(Excerpts from point annotation data)
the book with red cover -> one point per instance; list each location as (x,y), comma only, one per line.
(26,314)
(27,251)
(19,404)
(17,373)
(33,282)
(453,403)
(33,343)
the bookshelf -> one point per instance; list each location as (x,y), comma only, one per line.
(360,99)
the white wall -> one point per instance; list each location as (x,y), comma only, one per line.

Directive =
Rewrite all the records, substituting "object" for every occurrence of "instance" and leaving everything else unchanged.

Expected answer =
the book with red cover -> one point per object; list each location as (x,y), comma only, one per line.
(26,314)
(27,251)
(19,404)
(17,373)
(33,282)
(453,403)
(33,343)
the bookshelf -> one point per object; list each location as (x,y), comma only, one per line.
(360,99)
the white wall -> one point per object; list each location as (x,y), comma only, one per line.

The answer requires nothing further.